◆ EXTRAIT DU TEXTE ◆
Fredda nage à contre-courant

La chanteuse Fredda. © Christophe Crénel

Phosphène. Ce mot rare, qui traduit la sensation de voir une lumière ou des corps-flottants, sied bien à la magnétique chanteuse Fredda. Qui renvoie la lumière aussi bien qu’elle l’attrape. Phosphène, son septième album, en est une illustration lumineuse. 

C’est une chanteuse rare, mais présente dans le paysage musical français. Atypique et onirique, Fredda se distingue par une écriture féminine, féministe et hautement poétique. Les chansons de Phosphène en sont une illustration douce, une invitation rock et folk, pop aussi, à s’immerger dans son univers. Qui s’ouvre à nous avec Nordique Ophélique. Fredda y convoque un imaginaire maritime lointain et magnétique. Elle s’imagine dérivante "on m’aurait retrouvée là, dans les eaux arctiques, à la lumière du froid, dérivant jusqu’à toi". Comme l’Ophélie de Shakespeare, mais sans se limiter à son caractère romantique. En creux, cette question aborde une préoccupation écologique : si la chanteuse s’imagine noyée, c’est parce que la banquise fond !

Ce qui, chez d’autres, résonne souvent comme une ritournelle à la mode est incarné dans la musique de Fredda –qui enseigne par ailleurs le yoga– depuis des années. Ainsi, la nature a-t-elle une grande place dans Phosphène et dans sa vie. "Mon rapport à la nature m’inspire énormément. Je cherche à la préserver ; je fais des jeûnes, je marche, je suis écolo, mais je ne le clame pas ; je l’aborde de façon détournée dans mes albums". C’est une thématique que l’on retrouve souvent. Présente, mine de rien, aussi sur l’ironique et mutine Viens avec moi et le dansant Dorveille. Mais aussi sur Aube, où elle célèbre "Le soleil Aux amours/ qui sommeillent/ Aux amours qui s’éveillent".

◆ CONSIGNES ◆
(1) Modifiez le portrait de Fredda en remplaçant « septième » par « nouvel ». Commencez au passage qui contient « Phosphène. Ce mot » et arrêtez-vous après « une illustration lumineuse. ».
(2) Poursuivez le portrait de la chanteuse Fredda à la suite de sa dernière phrase.

◆ RELEVÉ DES ENTRÉES ◆
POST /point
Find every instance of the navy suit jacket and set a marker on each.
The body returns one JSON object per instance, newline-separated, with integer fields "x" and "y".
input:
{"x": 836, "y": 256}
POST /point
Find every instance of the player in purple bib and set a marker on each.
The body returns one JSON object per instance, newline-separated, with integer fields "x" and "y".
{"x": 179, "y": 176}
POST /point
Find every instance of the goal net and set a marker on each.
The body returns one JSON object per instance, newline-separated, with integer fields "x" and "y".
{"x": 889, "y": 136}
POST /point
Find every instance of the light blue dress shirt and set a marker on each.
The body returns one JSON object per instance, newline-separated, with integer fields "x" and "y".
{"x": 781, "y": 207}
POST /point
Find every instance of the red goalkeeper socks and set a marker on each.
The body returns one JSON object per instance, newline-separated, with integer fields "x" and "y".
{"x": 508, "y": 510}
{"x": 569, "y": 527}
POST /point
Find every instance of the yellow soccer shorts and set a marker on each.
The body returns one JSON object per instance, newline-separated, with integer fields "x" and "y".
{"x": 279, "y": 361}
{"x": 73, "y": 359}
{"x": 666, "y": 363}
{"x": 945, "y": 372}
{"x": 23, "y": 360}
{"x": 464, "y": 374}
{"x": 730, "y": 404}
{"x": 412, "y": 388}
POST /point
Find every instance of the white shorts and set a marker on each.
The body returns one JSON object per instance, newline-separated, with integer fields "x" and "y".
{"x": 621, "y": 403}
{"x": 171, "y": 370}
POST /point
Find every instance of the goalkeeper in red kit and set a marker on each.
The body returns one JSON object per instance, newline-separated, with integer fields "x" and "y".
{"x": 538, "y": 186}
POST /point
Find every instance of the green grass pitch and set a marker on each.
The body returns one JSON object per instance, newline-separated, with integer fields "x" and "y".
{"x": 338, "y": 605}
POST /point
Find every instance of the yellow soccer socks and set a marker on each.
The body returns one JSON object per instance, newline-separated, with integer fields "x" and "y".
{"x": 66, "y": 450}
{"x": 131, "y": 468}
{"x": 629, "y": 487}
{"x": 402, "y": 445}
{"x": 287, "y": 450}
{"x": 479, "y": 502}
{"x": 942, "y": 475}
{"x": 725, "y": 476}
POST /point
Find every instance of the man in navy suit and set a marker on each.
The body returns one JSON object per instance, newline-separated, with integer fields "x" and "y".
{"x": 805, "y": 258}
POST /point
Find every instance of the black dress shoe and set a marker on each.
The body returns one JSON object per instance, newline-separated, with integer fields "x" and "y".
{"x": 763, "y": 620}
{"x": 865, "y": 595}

◆ CORRIGÉS ◆
(1)
Phosphène. Ce mot rare, qui traduit la sensation de voir une lumière ou des corps-flottants, sied bien à la magnétique chanteuse Fredda. Qui renvoie la lumière aussi bien qu’elle l’attrape. Phosphène, son nouvel album, en est une illustration lumineuse.

(2)
Des femmes inspirantes

Mata Hari (Aube), la poétesse indienne du VIe siècle, Mirabaï (Refuge) et Marylin Monroe (Argent) sont des figures, présentes comme des lumières dans la vie de la chanteuse, qui leur dédie ces trois chansons. Là aussi, sans les nommer, usant des métaphores pour raconter ce qui l’inspire dans leurs vies, réelles ou fantasmées. "J’ai essayé d’écrire des fictions, nous confie-t-elle. Les lumières que j’ai eues, ce sont des femmes qui ont eu un rapport au corps très présent et qui ont utilisé leur intellect dans un monde d’hommes. Pour Mata Hari, je pense que c’est la dernière scène de sa vie, quand elle a été fusillée, à l’aube, que j’ai voulu retranscrire. Cette image m’obsédait."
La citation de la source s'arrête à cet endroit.